▶ [Document text]:
AI threat to 44 jobs at risk of being taken over by robots – is yours one of them?

A new study has identified 44 professions at risk of being replaced by artificial intelligence (AI), with some jobs facing an alarming 81 percent defeat rate against the technology. The tech giant behind the world’s most popular chatbot has issued a chilling warning that AI poses a serious threat to workers’ jobs.

**AI Threatens Jobs Across Multiple Industries**

Bosses at the ChatGPT creator have published a devastating new study pinpointing 44 professions vulnerable to AI replacement. Researchers utilized a specialized assessment called GDPval to pit cutting-edge AI technology against human workers across America’s nine most profitable industries, according to the Daily Mail.

This disclosure comes amid reports that the US Military is developing AI pilot drones capable of launching devastating strikes on Beijing and Moscow, as noted by the Daily Star.

**Retail and Sales Roles Hit Hardest**

The findings spell disaster for those employed in retail and sales roles. Retail workers appear to face the most daunting future, with certain chatbots outperforming shop staff 56 percent of the time on average. Employees in the wholesale trade sector aren’t faring much better, recording a 53 percent AI victory rate. Meanwhile, government roles, including compliance officers and social workers, experienced 52 percent defeats.

Sales managers were identified as the second most at-risk group, with AI systems outperforming them in a shocking 79 percent of cases. Counter and rental clerks were devastated by AI in 81 percent of direct competitions, making them the most vulnerable profession in the study. Shipping and receiving clerks were beaten by AI 76 percent of the time, while editors saw their robotic competitors triumph in 75 percent of contests.

**AI vs. Human Specialists**

In the study, human specialists were enlisted to establish whether AI or genuine professionals delivered superior results on workplace duties. Anthropic’s Claude Opus 4.1 system emerged as the leading performer, defeating human rivals in a staggering 47.6 percent of competitions on average, with certain professions suffering even more catastrophic defeats.

For example, registered nurses were tested by analyzing photographs of skin conditions and preparing consultation documents. Manufacturing engineers were tasked with creating digital 3D designs of cable reels. The assessors were kept blind to whether humans or AI completed each task, selecting only the most impressive results. Scientists then analyzed the data to determine a “win rate,” indicating how chatbots compare to real-world professionals.

**AI Is Not the Whole Story**

Tech leaders acknowledge that these tests don’t paint the full picture. The company behind the study admitted that the experiment does not encompass all aspects of a job, recognizing that “most jobs are more than just a collection of tasks that can be written down.” Despite this, the Silicon Valley giant maintains that the findings accurately forecast the significant impact AI will have on professionals across various sectors.

Interestingly, the information sector, which includes film directors, producers, and journalists, managed to hold its own against AI. Even the best-performing AI systems only won 39 percent of the time within these fields, though some roles performed significantly below average.

▶ [Data extract]:
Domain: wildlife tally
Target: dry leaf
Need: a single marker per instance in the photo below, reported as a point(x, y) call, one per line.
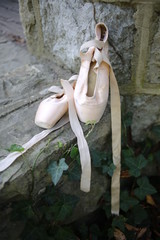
point(119, 235)
point(150, 200)
point(141, 233)
point(131, 228)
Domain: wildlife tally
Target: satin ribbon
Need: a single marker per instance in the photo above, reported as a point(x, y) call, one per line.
point(99, 57)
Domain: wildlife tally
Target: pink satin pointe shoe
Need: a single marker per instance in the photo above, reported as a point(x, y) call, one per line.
point(92, 87)
point(52, 109)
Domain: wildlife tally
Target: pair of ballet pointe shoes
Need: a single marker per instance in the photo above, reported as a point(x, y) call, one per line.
point(91, 87)
point(87, 97)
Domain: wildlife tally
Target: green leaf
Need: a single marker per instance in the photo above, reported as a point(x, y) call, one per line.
point(126, 153)
point(75, 173)
point(110, 234)
point(145, 188)
point(109, 169)
point(74, 152)
point(156, 130)
point(119, 222)
point(64, 211)
point(127, 202)
point(128, 119)
point(56, 170)
point(65, 233)
point(97, 157)
point(15, 148)
point(139, 214)
point(136, 164)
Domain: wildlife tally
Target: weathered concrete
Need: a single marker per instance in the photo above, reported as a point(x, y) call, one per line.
point(65, 26)
point(134, 35)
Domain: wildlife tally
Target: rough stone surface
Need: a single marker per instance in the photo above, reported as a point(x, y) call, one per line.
point(66, 26)
point(144, 114)
point(153, 68)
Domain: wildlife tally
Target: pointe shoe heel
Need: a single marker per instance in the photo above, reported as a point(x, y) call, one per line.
point(51, 110)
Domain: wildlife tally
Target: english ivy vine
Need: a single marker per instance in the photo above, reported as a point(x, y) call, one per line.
point(139, 201)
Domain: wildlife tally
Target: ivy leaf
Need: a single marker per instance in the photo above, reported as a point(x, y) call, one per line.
point(119, 222)
point(127, 202)
point(75, 173)
point(15, 148)
point(126, 153)
point(156, 130)
point(145, 188)
point(136, 164)
point(109, 169)
point(139, 214)
point(74, 152)
point(65, 233)
point(128, 119)
point(56, 170)
point(97, 157)
point(64, 211)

▶ [Requirement 1]:
Answer these questions using the article on jobs at risk from AI:
(a) What assessment did the researchers use to pit AI against human workers?
(b) Which AI system emerged as the leading performer?
(c) What percentage of the time did even the best-performing AI systems win in the information sector?
▶ [Requirement 2]: Reproduce the passage of the article on jobs at risk from AI from "The findings spell" to "percent of contests.", renaming "clerks" as "attendants" wherever it occurs.
The entries are separate material and have no connection to the article on jobs at risk from AI.

▶ [Task output 1]:
(a) GDPval
(b) Anthropic's Claude Opus 4.1
(c) 39 percent

▶ [Task output 2]:
The findings spell disaster for those employed in retail and sales roles. Retail workers appear to face the most daunting future, with certain chatbots outperforming shop staff 56 percent of the time on average. Employees in the wholesale trade sector aren’t faring much better, recording a 53 percent AI victory rate. Meanwhile, government roles, including compliance officers and social workers, experienced 52 percent defeats.

Sales managers were identified as the second most at-risk group, with AI systems outperforming them in a shocking 79 percent of cases. Counter and rental attendants were devastated by AI in 81 percent of direct competitions, making them the most vulnerable profession in the study. Shipping and receiving attendants were beaten by AI 76 percent of the time, while editors saw their robotic competitors triumph in 75 percent of contests.